=== Source material ===

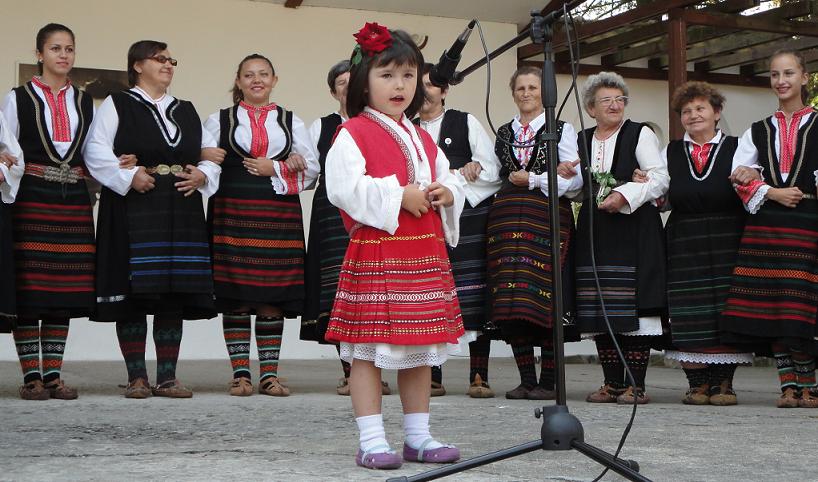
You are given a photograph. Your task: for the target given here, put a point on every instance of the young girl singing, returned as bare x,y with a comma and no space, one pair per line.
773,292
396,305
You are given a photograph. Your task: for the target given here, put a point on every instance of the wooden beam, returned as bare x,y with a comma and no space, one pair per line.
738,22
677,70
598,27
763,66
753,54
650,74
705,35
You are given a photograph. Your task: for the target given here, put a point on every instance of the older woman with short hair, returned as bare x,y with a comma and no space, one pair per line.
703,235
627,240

===

### Task to complete
Please make an exact copy of the lines from the one holding "of the wooden" through the final line of the records above, nothing more.

### Exercise output
You are given a photograph. Your task: for the target given here, put a point on every instance of the wooden beam, returned as bare x,y with a comma and no space, one pair per line.
738,22
677,70
598,27
763,66
753,54
650,74
705,35
You are given a photograph. Your task: for the target given here, put a point on every instance of the older woman with short hair, returned as bare x,y with a comma and no space, one pair per line.
703,235
627,240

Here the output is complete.